PANTAU CRIME – Di tengah kecenderungan banyak institusi yang enggan menerima kritik, Kapolda Lampung Irjen Pol. Helmy Santika tampil dengan sikap yang berbeda. Dalam sebuah forum dialog dengan masyarakat dan mahasiswa, ia menyatakan dengan tegas bahwa Polri harus siap dikritik. Pernyataan ini bukan sekadar kalimat biasa, tetapi sebuah langkah berani untuk mendorong perubahan dan memperbaiki hubungan antara Polri dan publik.
Di tengah masyarakat yang semakin kritis, pernyataan tersebut memberikan angin segar. Tidak hanya karena kata-katanya yang mengundang perhatian, tetapi juga karena mengandung pesan penting: bahwa kritik adalah bagian dari proses perbaikan dan pembaruan yang sehat dalam sebuah institusi.
Romadhon Jasn, Ketua Jaringan Aktivis Nusantara (JAN), menilai pernyataan Kapolda Lampung sebagai langkah maju. Baginya, ini adalah bentuk keberanian moral yang jarang terlihat di banyak institusi. Kritik, menurut Romadhon, bukanlah musuh dari institusi, melainkan vitamin untuk demokrasi.

#### Data yang Diberikan
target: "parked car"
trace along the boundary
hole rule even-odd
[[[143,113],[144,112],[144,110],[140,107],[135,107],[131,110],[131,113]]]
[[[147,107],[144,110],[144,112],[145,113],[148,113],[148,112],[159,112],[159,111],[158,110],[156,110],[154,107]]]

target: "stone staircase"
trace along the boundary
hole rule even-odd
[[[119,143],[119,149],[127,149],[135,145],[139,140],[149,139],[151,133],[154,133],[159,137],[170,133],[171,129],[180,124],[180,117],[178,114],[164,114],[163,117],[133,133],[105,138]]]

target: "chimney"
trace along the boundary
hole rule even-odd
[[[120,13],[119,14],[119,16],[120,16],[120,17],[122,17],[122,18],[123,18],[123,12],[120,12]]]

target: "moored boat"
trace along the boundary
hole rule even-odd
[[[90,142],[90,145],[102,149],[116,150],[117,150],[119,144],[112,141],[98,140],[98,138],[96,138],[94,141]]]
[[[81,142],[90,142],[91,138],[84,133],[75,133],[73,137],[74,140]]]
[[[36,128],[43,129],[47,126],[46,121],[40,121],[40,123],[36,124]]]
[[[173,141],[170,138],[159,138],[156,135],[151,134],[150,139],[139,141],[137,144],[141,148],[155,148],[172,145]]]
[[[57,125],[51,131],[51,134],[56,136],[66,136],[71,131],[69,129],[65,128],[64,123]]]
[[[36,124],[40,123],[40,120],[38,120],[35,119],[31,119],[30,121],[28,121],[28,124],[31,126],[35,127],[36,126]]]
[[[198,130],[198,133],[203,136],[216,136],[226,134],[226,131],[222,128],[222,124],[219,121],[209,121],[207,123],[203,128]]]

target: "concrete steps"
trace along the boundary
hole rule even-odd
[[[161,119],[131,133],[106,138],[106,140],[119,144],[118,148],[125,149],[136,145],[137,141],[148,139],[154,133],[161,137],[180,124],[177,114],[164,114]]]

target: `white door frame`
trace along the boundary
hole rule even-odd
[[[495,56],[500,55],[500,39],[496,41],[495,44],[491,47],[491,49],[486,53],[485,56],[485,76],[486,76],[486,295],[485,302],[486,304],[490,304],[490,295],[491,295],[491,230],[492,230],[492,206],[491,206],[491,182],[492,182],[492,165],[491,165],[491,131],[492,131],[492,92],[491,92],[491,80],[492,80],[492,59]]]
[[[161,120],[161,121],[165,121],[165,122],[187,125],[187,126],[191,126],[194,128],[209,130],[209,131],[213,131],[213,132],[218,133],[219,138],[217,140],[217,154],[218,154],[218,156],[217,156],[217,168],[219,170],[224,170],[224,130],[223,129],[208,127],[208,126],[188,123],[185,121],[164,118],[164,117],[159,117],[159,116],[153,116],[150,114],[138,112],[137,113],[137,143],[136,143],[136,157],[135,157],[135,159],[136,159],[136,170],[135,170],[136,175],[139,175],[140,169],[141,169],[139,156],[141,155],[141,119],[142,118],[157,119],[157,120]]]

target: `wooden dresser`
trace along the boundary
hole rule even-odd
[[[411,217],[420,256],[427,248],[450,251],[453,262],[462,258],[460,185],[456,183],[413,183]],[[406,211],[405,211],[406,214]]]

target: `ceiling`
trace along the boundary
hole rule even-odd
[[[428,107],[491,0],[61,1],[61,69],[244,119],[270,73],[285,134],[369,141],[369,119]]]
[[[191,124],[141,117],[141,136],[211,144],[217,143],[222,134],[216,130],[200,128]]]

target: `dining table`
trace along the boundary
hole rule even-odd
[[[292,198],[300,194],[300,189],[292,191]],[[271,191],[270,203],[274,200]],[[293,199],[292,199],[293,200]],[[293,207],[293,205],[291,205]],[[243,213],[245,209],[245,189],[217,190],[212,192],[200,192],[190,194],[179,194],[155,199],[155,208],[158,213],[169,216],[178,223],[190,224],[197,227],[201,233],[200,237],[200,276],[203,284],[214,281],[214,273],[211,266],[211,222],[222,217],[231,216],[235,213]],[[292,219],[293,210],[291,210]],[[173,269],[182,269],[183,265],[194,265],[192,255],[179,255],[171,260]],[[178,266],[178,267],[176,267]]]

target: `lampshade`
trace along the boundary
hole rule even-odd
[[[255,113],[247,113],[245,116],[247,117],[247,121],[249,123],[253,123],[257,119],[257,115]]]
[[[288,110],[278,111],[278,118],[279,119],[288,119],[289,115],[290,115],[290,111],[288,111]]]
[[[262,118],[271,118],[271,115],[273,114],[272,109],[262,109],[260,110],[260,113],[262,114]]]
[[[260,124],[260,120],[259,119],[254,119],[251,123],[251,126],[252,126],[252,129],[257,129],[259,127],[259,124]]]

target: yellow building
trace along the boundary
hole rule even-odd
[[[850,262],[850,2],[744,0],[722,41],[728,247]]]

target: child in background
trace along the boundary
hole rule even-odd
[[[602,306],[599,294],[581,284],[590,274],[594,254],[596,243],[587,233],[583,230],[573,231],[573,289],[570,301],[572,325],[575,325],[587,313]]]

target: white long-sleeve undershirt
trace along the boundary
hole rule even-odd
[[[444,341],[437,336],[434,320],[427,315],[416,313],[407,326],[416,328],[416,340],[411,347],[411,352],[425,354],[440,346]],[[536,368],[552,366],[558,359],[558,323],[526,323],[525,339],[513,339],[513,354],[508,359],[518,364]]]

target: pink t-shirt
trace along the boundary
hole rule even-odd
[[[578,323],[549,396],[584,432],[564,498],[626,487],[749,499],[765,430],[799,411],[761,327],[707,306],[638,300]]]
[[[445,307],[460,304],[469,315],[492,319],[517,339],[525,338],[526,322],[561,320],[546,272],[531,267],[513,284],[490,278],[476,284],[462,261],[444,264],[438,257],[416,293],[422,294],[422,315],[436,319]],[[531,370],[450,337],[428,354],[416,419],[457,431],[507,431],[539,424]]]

#### Soal Latihan
a. Tuliskan kembali bagian berita tentang sikap Kapolda Lampung terhadap kritik dari "Romadhon Jasn, Ketua" sampai "vitamin untuk demokrasi.", dengan mengganti "vitamin" menjadi "obat".
b. Tulislah lanjutan berita tentang sikap Kapolda Lampung terhadap kritik, dimulai setelah kalimat terakhirnya.

#### Jawaban Latihan
a.
Romadhon Jasn, Ketua Jaringan Aktivis Nusantara (JAN), menilai pernyataan Kapolda Lampung sebagai langkah maju. Baginya, ini adalah bentuk keberanian moral yang jarang terlihat di banyak institusi. Kritik, menurut Romadhon, bukanlah musuh dari institusi, melainkan obat untuk demokrasi.

b.
“Polri yang baik bukan hanya yang kuat secara fisik, tapi yang mampu menerima kritik dengan lapang dada. Itulah tanda dari demokrasi yang sehat,” ujar Romadhon.
Ia mengingatkan bahwa kritik adalah batas yang penting untuk kekuasaan. Dalam demokrasi, tidak ada kekuasaan yang abadi tanpa pengawasan dan evaluasi dari rakyat. Oleh karena itu, sikap terbuka terhadap kritik menunjukkan bahwa Polri percaya diri dan siap memperbaiki diri untuk melayani masyarakat dengan lebih baik.
“Kami tidak menuntut polisi yang sempurna. Yang rakyat inginkan adalah polisi yang bisa mendengar dan berubah ketika diperlukan,” tegas Romadhon.
Dalam pandangannya, ini adalah titik balik yang penting bagi institusi Polri. Menerima kritik bukan hanya soal memberi ruang bagi opini publik, tetapi juga tentang keberanian untuk belajar dan bertumbuh. Dalam dunia yang semakin transparan dan penuh dengan akses informasi, sikap defensif terhadap kritik justru akan menjauhkan aparat dari rakyat.
Perubahan sikap ini juga dianggap sebagai langkah penting menuju pembaruan institusi Polri yang lebih progresif. Helmy Santika, dengan sikap terbukanya, telah memberikan contoh yang seharusnya bisa diadopsi oleh Polri di seluruh Indonesia.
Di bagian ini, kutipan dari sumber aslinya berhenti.